Referring expression pointing data:
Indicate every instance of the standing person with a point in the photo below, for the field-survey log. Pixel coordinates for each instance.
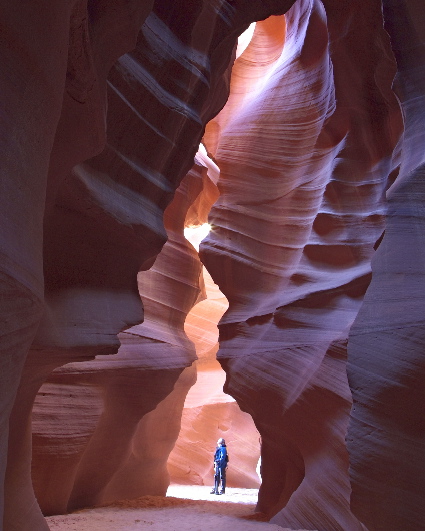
(221, 458)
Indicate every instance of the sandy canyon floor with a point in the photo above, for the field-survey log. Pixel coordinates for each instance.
(188, 508)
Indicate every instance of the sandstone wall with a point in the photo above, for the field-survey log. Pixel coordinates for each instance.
(319, 154)
(305, 149)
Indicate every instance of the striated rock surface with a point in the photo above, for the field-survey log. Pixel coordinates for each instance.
(304, 152)
(135, 398)
(103, 218)
(209, 413)
(317, 158)
(386, 368)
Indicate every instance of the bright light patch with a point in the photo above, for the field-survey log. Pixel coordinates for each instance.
(196, 234)
(245, 39)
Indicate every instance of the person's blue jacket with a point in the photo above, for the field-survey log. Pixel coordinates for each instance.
(220, 457)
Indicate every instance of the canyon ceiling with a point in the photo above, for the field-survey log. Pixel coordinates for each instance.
(311, 173)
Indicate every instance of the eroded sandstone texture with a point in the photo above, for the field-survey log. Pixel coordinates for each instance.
(386, 367)
(305, 148)
(310, 144)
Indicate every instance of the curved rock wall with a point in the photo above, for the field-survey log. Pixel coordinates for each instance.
(308, 145)
(304, 154)
(386, 356)
(102, 221)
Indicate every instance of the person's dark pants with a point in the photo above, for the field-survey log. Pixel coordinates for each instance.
(220, 478)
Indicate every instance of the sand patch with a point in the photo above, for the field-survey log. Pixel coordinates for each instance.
(188, 508)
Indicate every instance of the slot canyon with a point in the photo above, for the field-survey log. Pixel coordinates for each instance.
(299, 140)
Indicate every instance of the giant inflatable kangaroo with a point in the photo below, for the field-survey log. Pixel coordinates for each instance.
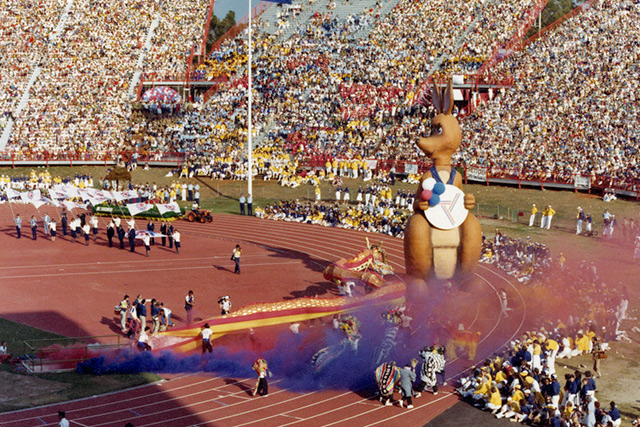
(429, 244)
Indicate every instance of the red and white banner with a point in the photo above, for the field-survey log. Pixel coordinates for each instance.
(168, 207)
(11, 194)
(136, 208)
(141, 233)
(125, 195)
(30, 196)
(72, 205)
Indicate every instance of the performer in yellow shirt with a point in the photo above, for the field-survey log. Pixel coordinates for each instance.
(532, 218)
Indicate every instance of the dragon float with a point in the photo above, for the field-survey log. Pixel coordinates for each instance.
(369, 268)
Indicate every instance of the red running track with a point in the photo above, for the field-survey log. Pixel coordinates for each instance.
(72, 290)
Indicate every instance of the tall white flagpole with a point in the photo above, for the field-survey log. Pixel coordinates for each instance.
(249, 148)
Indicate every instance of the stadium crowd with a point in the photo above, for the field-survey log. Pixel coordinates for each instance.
(79, 102)
(366, 104)
(567, 112)
(522, 383)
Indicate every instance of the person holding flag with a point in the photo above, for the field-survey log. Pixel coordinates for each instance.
(52, 230)
(34, 226)
(45, 222)
(86, 230)
(132, 239)
(18, 222)
(146, 239)
(151, 227)
(176, 239)
(64, 222)
(111, 231)
(94, 227)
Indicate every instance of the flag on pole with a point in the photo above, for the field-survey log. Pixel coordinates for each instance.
(57, 194)
(136, 208)
(12, 194)
(73, 205)
(168, 207)
(125, 195)
(141, 233)
(39, 202)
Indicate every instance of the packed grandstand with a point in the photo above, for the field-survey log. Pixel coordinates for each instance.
(330, 80)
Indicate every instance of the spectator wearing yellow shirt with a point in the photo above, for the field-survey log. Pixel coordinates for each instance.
(494, 402)
(532, 217)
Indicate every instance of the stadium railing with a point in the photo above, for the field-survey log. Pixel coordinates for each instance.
(576, 11)
(501, 52)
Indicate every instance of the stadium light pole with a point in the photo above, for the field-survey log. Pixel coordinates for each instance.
(249, 127)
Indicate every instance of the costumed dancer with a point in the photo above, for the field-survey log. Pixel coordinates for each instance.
(407, 378)
(261, 368)
(433, 365)
(387, 378)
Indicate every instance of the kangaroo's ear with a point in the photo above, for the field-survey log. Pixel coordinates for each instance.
(447, 99)
(436, 97)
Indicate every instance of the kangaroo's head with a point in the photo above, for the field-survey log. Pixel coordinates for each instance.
(446, 135)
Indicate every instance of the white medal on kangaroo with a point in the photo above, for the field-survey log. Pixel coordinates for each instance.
(450, 212)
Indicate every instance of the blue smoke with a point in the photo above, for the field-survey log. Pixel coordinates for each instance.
(290, 358)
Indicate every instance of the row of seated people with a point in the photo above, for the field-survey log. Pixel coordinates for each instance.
(80, 101)
(548, 122)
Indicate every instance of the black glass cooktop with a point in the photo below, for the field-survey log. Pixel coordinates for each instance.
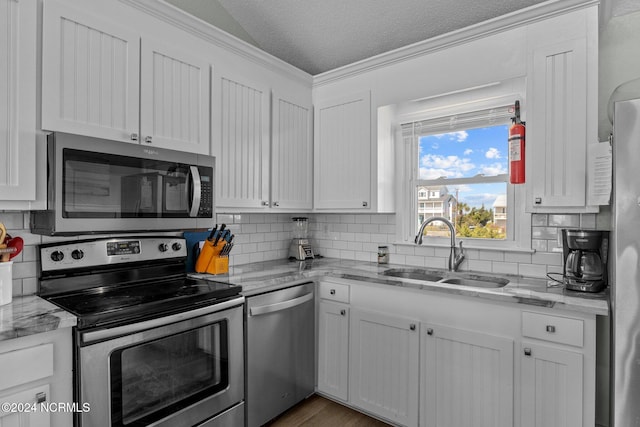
(130, 303)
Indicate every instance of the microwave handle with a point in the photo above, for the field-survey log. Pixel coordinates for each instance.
(196, 189)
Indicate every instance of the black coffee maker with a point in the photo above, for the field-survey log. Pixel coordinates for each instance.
(585, 259)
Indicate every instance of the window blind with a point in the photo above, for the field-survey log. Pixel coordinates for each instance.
(452, 123)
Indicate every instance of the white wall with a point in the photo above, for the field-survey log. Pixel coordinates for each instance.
(619, 62)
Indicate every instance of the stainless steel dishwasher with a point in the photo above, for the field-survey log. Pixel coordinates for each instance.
(280, 351)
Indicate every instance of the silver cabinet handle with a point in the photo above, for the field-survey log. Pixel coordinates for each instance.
(264, 309)
(196, 192)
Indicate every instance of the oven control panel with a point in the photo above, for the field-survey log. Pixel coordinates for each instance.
(97, 252)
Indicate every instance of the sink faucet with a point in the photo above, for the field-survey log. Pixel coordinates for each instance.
(455, 257)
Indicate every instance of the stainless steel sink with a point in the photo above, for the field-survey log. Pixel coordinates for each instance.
(414, 273)
(477, 281)
(451, 278)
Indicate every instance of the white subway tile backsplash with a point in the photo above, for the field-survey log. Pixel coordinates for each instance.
(266, 236)
(539, 220)
(417, 261)
(532, 270)
(505, 267)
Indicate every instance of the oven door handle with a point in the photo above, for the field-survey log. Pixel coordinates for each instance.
(196, 191)
(264, 309)
(102, 334)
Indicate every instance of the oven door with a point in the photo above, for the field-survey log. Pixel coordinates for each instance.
(179, 370)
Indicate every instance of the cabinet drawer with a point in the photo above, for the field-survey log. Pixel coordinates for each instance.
(563, 330)
(334, 291)
(26, 365)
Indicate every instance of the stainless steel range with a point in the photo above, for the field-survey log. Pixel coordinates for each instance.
(152, 346)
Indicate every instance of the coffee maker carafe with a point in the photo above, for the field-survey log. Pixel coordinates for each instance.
(300, 248)
(585, 259)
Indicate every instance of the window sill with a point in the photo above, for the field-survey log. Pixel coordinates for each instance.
(468, 245)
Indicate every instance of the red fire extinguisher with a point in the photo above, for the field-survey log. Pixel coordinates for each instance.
(516, 148)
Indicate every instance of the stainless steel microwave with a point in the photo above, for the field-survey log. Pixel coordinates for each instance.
(100, 186)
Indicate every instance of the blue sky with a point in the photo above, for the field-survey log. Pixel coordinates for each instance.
(466, 154)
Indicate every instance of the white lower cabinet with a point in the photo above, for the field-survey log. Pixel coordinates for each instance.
(35, 379)
(333, 349)
(467, 378)
(23, 406)
(423, 358)
(552, 387)
(383, 366)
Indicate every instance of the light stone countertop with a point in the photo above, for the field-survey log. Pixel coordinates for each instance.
(262, 277)
(29, 315)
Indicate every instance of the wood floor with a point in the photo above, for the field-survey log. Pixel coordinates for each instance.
(317, 411)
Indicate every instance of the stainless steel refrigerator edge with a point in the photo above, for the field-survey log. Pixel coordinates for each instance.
(625, 262)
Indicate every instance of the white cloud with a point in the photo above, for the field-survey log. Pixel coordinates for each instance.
(433, 166)
(459, 136)
(492, 153)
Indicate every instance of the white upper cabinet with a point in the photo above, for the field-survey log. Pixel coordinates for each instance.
(174, 98)
(291, 153)
(562, 110)
(96, 82)
(242, 143)
(91, 74)
(263, 145)
(342, 153)
(17, 100)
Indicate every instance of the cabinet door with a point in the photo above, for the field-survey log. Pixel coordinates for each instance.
(174, 99)
(551, 387)
(467, 378)
(342, 153)
(242, 144)
(17, 100)
(383, 366)
(90, 75)
(557, 124)
(291, 153)
(33, 416)
(333, 349)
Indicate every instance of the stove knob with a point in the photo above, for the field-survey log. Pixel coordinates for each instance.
(57, 256)
(77, 254)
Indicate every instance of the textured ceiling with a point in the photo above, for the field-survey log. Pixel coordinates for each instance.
(318, 36)
(321, 35)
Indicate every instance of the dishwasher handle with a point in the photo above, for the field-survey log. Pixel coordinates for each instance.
(271, 308)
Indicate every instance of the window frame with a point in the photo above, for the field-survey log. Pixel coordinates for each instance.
(464, 101)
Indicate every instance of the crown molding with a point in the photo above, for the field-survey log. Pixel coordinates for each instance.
(199, 28)
(484, 29)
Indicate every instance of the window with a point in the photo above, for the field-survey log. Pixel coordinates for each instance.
(461, 160)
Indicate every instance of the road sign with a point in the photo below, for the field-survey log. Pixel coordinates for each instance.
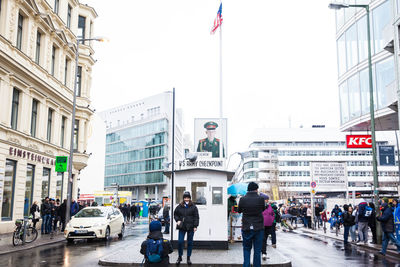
(386, 156)
(313, 184)
(61, 163)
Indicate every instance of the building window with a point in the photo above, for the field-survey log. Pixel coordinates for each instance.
(19, 31)
(66, 71)
(69, 14)
(79, 81)
(56, 6)
(30, 176)
(199, 193)
(8, 189)
(38, 39)
(14, 109)
(49, 124)
(81, 27)
(76, 135)
(59, 185)
(179, 193)
(34, 117)
(53, 60)
(63, 120)
(45, 183)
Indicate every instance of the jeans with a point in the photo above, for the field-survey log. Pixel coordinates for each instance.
(252, 238)
(363, 231)
(181, 242)
(353, 233)
(46, 221)
(268, 230)
(385, 241)
(346, 234)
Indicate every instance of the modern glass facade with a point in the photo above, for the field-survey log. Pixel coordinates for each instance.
(134, 155)
(352, 56)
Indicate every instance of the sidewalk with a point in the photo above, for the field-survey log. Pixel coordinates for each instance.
(391, 250)
(6, 245)
(131, 256)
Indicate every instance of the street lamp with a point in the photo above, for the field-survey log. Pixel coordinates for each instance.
(338, 6)
(71, 148)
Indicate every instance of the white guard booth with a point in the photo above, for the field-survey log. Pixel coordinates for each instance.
(208, 188)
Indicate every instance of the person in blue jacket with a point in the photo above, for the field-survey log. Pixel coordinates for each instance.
(387, 223)
(396, 215)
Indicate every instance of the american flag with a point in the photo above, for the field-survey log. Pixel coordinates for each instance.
(218, 20)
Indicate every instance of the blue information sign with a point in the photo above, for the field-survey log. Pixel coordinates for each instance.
(386, 156)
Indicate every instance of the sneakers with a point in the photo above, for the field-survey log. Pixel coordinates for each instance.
(264, 257)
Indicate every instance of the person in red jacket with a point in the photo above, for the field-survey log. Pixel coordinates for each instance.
(269, 228)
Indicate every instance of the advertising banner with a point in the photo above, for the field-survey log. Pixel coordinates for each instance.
(329, 176)
(210, 135)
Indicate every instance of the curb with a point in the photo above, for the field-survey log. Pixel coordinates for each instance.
(366, 247)
(29, 246)
(108, 263)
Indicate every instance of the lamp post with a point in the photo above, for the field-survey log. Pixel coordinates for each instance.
(338, 6)
(71, 148)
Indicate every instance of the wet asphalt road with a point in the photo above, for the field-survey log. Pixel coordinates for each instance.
(310, 250)
(303, 250)
(81, 253)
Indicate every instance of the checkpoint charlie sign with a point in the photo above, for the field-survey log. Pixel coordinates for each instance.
(329, 175)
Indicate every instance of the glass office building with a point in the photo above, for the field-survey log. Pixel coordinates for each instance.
(138, 143)
(352, 56)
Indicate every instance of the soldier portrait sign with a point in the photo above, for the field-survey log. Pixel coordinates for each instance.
(210, 135)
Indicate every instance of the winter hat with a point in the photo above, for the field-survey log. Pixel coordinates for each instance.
(187, 194)
(155, 226)
(252, 186)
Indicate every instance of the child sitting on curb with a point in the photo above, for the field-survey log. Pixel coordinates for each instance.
(155, 248)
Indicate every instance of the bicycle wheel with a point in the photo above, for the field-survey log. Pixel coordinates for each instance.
(31, 234)
(17, 238)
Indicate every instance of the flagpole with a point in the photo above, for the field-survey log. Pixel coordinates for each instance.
(220, 71)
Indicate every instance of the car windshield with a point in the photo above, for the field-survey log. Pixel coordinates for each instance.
(85, 213)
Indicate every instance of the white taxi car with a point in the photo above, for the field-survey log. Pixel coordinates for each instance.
(95, 222)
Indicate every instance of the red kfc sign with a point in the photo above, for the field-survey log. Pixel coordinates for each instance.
(359, 141)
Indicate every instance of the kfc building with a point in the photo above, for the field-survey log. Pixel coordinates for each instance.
(282, 158)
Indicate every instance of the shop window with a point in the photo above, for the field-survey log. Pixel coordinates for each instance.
(8, 189)
(217, 195)
(178, 194)
(199, 193)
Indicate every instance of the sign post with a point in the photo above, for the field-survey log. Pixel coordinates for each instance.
(61, 163)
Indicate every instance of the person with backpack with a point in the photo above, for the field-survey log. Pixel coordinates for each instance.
(387, 223)
(372, 223)
(187, 219)
(269, 217)
(364, 215)
(155, 248)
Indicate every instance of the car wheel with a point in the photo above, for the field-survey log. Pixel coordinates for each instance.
(120, 235)
(107, 234)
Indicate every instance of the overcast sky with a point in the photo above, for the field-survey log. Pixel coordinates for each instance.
(279, 61)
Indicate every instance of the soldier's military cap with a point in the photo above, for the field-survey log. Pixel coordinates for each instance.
(211, 125)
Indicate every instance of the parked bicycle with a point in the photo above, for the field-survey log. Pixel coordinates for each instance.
(24, 233)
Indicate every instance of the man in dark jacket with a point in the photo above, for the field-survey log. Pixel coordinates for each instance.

## Exercise instructions
Return exactly the lines from the line bearing "Indicate every instance of the car wheel" to the end of the records, inclusive of both; include no other lines.

## Response to this task
Indicate every instance of the car wheel with a point in the photo above, for the field-survey log. Pixel coordinates for each instance.
(120, 235)
(107, 234)
Indicate every instance of the overcast sky with a point in the photo above, for the field-survey log. Pixel coordinates for each instance.
(279, 61)
Indicate every instance of the soldier's military cap with a point in the photo above, for the field-survey log. Pixel coordinates for each instance.
(211, 125)
Indicate every instance of the parked bicycle with a point in the photo above, for the field-survey log. Pixel coordinates for each instance.
(24, 233)
Indicate every instance of the man in dark jacket with a point in the photo above, for the field-survey log. Pixel coordinates for each instance.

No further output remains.